Exercise task A → Translate into Spanish the following sentence from the DACA regulations text: "A departure from the United States without advance parole will not automatically result in DACA termination."

DHS Issues Final DACA Regulations

Last Updated

August 26, 2022

The Department of Homeland Security, or DHS, has released a long-awaited final rule codifying Deferred Action for Childhood Arrivals, or DACA. The new regulations, which will take effect on Oct. 31, 2022, rescind the June 15, 2012, Napolitano memo, but maintain the existing DACA eligibility guidelines and largely preserve the policies that have been in place since the program’s beginning.

Citing the January 2021 Biden directive to “preserve and fortify” DACA, DHS has decided against making any changes that would expand eligibility for the program. Under the new rule, however, some important changes have been made to the procedure for DACA terminations. A departure from the United States without advance parole will not automatically result in DACA termination. Instead, United States Citizenship and Immigration Services, or USCIS, will exercise discretion in deciding whether termination is warranted in such a case. Furthermore, before any discretionary termination of DACA, unless the recipient has been convicted of an offense of egregious public safety or national security, USCIS will first issue a Notice of Intent to Terminate and provide an opportunity to respond. In addition, the new rule clarifies that DHS will not automatically terminate DACA simply because a Notice to Appear has been issued or filed.

Exercise task B → In the rows, substitute "inventory tool" for "shelf-audit tool" across the lines from the one holding "Put a marker on every instance of the sleeveless" through the final line of the rows, inclusive, and reproduce only those lines with all else unchanged.

Dataset entries:

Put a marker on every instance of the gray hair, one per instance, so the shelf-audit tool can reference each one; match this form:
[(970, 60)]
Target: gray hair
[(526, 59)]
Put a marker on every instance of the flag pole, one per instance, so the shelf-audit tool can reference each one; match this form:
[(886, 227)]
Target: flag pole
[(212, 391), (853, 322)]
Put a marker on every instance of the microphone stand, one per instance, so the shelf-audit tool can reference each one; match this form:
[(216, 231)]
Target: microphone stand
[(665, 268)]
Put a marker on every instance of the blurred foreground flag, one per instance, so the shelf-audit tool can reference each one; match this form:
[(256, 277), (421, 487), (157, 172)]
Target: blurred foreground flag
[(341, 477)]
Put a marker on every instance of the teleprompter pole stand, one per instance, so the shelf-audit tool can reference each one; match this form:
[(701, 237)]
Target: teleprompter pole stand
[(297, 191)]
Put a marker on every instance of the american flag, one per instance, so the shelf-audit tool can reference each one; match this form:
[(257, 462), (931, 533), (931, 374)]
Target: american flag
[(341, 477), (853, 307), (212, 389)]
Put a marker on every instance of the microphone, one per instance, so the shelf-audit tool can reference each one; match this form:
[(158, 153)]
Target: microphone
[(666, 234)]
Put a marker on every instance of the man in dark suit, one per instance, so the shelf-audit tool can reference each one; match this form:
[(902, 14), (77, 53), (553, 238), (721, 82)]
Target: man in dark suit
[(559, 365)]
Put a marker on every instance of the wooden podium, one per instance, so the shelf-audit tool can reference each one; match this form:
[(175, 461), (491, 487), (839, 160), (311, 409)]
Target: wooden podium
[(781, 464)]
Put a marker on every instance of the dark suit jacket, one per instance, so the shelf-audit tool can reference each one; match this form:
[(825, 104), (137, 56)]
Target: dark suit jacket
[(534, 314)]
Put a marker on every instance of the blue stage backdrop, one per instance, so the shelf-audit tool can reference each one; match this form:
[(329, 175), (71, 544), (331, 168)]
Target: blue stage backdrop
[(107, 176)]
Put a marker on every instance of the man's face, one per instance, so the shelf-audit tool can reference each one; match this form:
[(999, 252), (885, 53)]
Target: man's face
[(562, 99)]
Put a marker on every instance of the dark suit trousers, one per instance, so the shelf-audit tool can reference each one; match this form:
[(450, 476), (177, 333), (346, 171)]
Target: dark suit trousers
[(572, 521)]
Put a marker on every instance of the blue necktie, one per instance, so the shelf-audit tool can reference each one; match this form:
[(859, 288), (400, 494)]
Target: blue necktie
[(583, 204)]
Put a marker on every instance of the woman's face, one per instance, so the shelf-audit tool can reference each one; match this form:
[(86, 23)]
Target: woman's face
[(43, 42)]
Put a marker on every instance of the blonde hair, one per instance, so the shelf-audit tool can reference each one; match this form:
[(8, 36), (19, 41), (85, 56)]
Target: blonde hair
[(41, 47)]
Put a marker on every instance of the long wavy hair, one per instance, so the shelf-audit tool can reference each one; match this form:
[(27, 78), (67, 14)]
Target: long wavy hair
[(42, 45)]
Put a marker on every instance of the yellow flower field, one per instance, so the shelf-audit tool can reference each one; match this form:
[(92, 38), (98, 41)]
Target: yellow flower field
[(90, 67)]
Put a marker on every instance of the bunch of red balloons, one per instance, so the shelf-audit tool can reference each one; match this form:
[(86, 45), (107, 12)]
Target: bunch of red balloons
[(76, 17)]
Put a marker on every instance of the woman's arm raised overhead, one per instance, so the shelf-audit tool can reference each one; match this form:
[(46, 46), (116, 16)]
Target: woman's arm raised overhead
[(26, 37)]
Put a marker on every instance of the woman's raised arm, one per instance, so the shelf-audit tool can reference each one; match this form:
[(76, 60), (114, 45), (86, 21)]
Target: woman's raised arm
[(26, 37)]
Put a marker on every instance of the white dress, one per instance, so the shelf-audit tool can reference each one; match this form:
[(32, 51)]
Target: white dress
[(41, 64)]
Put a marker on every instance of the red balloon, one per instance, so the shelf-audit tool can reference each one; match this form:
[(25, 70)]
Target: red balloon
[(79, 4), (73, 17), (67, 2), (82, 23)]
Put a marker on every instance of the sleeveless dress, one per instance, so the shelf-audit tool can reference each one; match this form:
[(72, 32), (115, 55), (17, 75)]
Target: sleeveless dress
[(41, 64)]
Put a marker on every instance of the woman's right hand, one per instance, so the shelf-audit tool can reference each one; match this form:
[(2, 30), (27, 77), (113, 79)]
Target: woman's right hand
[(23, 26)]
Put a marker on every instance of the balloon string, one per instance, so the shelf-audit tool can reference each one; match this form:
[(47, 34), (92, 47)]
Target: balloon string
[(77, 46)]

Task response A → Una salida de los Estados Unidos sin permiso de viaje por adelantado no resultará automáticamente en la terminación de DACA.

Task response B →
Put a marker on every instance of the sleeveless dress, one per instance, so the inventory tool can reference each one; match this form:
[(72, 32), (115, 55), (17, 75)]
Target: sleeveless dress
[(41, 64)]
Put a marker on every instance of the woman's right hand, one per instance, so the inventory tool can reference each one; match this form:
[(2, 30), (27, 77), (113, 79)]
Target: woman's right hand
[(23, 26)]
Put a marker on every instance of the balloon string, one per instance, so the inventory tool can reference each one; match this form:
[(47, 34), (92, 47)]
Target: balloon string
[(77, 46)]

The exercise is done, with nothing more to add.